Trecho da página:

A Coréia do Sul é um país que, como o Brasil, atravessou uma ditadura civil militar e possui um patriarcado extremamente paternalista que promove a violência, especialmente a masculina através dos papéis sociais reforçados por sua formatação militarista. A violência masculina é uma constante e as principais vítimas de crimes punidos com a pena de morte são mulheres e os perpetradores homens. Entretanto, não existe nenhuma preocupação com trabalho de base para combate de violência ou instâncias educativas para isto; a solução apresentada é sempre pela via punitivista.


Esse panorama te lembra algum debate recente no Brasil?


Outro problema que se une a este é o da pobreza e da massa de população marginalizada, expulsa dos centros e das grandes cidades pela gentrificação, a ausência de serviços consistentes e de assistência fornecida pelo Estado que tem uma estrutura hiperliberal além da feminização da pobreza. Todo esse panorama opera a desumanização constante da população de pobres e miseráveis no país e é causa sistêmica dos sintomas de violência naquela sociedade, algo muito próximo da nossa realidade.


Gong Ji Young, que acima nos referimos como autora do livro “The crucible”, é também autora do livro traduzido para o português com o título “Nossas horas felizes”. Neste livro, a autora debate sobre a questão dos prisioneiros no corredor da morte relacionando seus crimes com uma existência de violências desumanizantes desde a infância. A autora fez pesquisa in loco e desenvolve trabalhos até hoje com prisioneiros no corredor da morte e possui profundas reflexões sobre a morte como solução de problemas sociais profundos e a violência como consequência da desumanização e embrutecimento provocados pelo patriarcado capitalista.


Nem ela e muito menos este artigo está defendendo o crime ou justificando o comportamento de criminosos e sim buscando entender como a violência é resultado de sociedades desiguais, hierarquizadas e que treinam homens para a violência e mulheres e crianças para a obediência e passividade e como esses sintomas não vão se resolver a partir de medidas punitivistas. Ter isso em mente é fundamental ao se pensar em como políticas públicas serão formuladas e como enxergamos a aplicação da justiça.

Dados disponíveis:
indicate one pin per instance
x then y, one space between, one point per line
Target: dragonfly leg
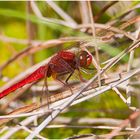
66 81
65 84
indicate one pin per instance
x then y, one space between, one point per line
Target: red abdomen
38 74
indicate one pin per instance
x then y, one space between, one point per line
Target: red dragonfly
64 62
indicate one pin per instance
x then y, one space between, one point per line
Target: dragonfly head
85 59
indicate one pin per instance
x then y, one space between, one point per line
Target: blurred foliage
13 24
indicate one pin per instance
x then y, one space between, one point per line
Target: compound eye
85 59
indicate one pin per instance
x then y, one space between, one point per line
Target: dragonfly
64 62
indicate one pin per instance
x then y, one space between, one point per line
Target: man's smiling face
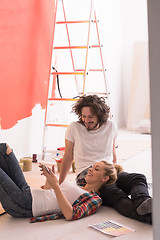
89 119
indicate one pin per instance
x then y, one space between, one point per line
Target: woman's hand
51 179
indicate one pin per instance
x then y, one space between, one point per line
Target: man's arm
114 152
67 160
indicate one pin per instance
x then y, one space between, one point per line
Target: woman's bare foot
8 150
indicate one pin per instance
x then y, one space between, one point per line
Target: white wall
134 30
122 23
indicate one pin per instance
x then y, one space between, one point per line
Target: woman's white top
45 201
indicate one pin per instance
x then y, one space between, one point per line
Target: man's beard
88 126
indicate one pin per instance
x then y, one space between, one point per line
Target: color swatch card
112 228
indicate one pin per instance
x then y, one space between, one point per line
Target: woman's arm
114 152
67 160
65 206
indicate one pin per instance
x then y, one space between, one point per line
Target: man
91 139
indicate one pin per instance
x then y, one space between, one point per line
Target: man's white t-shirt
91 146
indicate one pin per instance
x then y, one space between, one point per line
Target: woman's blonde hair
111 171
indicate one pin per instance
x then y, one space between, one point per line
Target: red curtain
26 38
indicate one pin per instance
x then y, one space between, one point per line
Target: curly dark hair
97 106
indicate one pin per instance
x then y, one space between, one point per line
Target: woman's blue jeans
15 194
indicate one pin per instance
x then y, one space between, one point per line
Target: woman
65 200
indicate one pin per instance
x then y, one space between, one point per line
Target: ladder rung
96 70
67 73
56 125
95 46
62 99
100 93
71 47
64 22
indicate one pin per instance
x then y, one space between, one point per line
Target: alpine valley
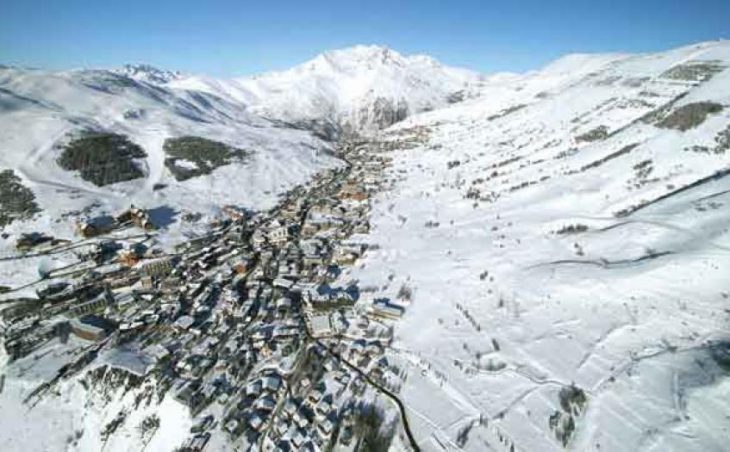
369 251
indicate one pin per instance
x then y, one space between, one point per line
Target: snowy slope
555 229
511 304
359 89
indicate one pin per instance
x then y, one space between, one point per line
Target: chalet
91 327
157 268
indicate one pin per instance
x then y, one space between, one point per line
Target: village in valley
248 326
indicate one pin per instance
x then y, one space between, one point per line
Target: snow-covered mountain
563 233
568 229
356 90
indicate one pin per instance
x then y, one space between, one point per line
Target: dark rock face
376 115
103 158
689 116
17 202
190 156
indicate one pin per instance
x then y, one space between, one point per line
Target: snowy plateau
507 262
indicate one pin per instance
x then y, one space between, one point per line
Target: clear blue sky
229 38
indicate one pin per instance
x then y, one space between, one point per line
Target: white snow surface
624 310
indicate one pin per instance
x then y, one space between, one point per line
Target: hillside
356 90
524 262
566 228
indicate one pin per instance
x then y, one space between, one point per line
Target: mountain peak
147 73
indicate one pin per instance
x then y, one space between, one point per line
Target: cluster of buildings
246 326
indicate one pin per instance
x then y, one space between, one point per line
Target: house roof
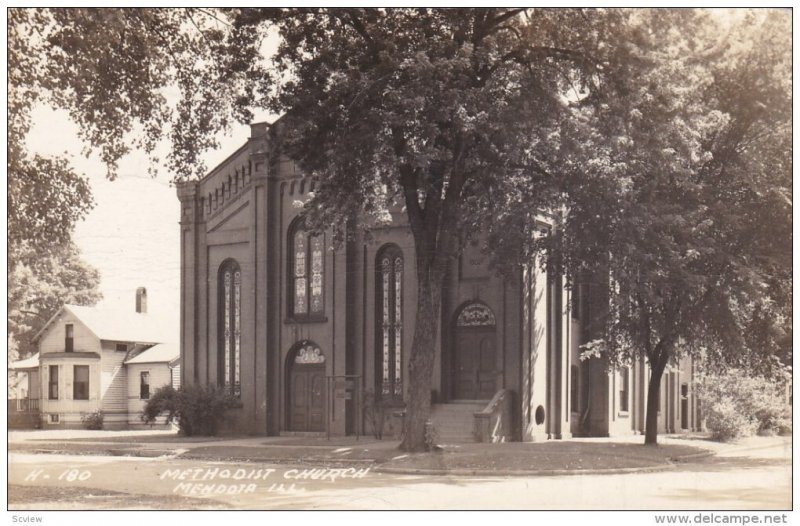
31 362
115 325
164 352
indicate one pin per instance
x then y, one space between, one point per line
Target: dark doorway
474 354
684 406
306 389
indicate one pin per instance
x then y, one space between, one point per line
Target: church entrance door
307 391
475 364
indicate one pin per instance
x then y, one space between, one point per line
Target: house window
624 389
144 385
306 272
389 290
230 301
52 383
80 383
574 375
69 340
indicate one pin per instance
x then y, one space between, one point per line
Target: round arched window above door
476 315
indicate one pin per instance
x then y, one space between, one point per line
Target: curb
522 473
298 461
378 468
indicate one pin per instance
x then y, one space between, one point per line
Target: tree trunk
653 394
420 372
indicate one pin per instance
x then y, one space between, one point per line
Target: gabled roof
115 325
161 353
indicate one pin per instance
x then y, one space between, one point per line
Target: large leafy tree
473 119
447 110
681 216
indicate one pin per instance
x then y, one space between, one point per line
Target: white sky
132 234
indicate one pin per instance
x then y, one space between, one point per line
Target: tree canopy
682 208
658 139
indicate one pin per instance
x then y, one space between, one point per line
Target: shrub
198 409
93 420
737 405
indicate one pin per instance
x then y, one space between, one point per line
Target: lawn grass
545 456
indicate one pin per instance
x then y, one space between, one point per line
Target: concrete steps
454 421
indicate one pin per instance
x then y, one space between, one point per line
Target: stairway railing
493 423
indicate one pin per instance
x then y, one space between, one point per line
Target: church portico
303 329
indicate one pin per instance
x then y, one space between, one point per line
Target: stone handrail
493 423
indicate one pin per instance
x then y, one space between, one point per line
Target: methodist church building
308 333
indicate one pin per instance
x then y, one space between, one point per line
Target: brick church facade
304 331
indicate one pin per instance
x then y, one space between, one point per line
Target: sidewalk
554 457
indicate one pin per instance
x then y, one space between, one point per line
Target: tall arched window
389 288
306 273
230 322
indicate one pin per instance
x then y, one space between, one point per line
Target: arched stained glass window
230 295
306 272
389 288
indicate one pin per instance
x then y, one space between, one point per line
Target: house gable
53 337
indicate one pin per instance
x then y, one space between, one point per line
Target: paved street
754 478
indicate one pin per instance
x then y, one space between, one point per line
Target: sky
132 234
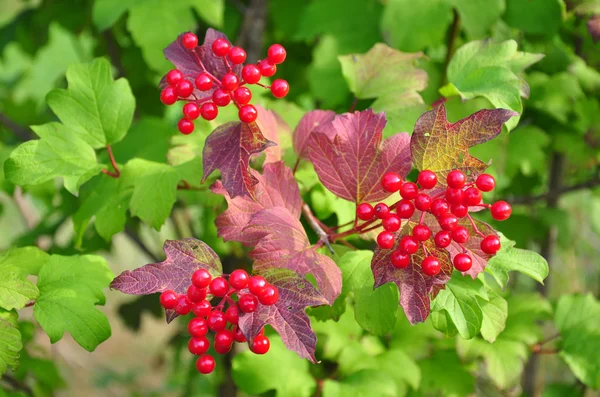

Tarefa a realizar:
Retome o texto sobre violência e pena de morte na Coreia do Sul a partir da última frase apresentada e dê continuidade à sua argumentação.

Resultado do exercício:
Como último ponto, especialistas chamam atenção para a história da Coréia do Sul e como a pena capital foi utilizada como ferramenta pelo governo colonial japonês e pelos ditadores militares para perseguir e matar dissidentes e defensores da liberdade no país. O que chama atenção para as falhas de um sistema de justiça que tanto na Coréia quanto no Brasil foram criados para defender os interesses dos HOMENS poderosos e para manutenção da ordem social do patriarcado capitalista.


Em um momento em que a busca por punitivismo também cresce no Brasil, acredito que, olhando para a história e as questões sócio-políticas envolvidas na criminalidade e nas punições aplicadas e a forma como elas acontecem, cabe a nós enquanto indivíduos e enquanto sociedade civil organizada entender cada uma das linhas e entrelinhas dos mecanismos usados para nos convencer a tomar essa ou aquela decisão e como essas decisões nos afetarão num futuro em nossa condição enquanto mulheres, crianças e homens, seja na Coréia do Sul ou no Brasil.


A mídia e suas produções, como alertou Althusser, é uma ferramenta, um dos chamados aparelhos “ideológicos do Estado” que por sua vez é representante dos poderes estabelecidos. Então, mais do que nunca, estejamos atentos aos não-ditos, pois na maioria das vezes eles falam mais alto que as linhas escritas e postas diante dos nossos olhos, seja na Coréia do Sul ou no Brasil.


Referências:


Louis Althusser. Aparelhos ideológicos de Estado. 1970

GONG Ji Young – Nossas horas felizes. 2017

GONG Ji Young – The crucible – 2009

7 new Korean dramas in February 2023 you shouldn’t miss fonte: https://www.lifestyleasia.com/sg/entertainment/best-new-korean-dramas-in-2023/

Gong Ji-Young: 'Being near death motivates life' fonte: https://www.theguardian.com/books/2014/jun/22/gong-ji-young-death-motivates-life



* Pesquisadora, escritora e historiadora. Doutora em História pela Universidade Federal de Pernambuco.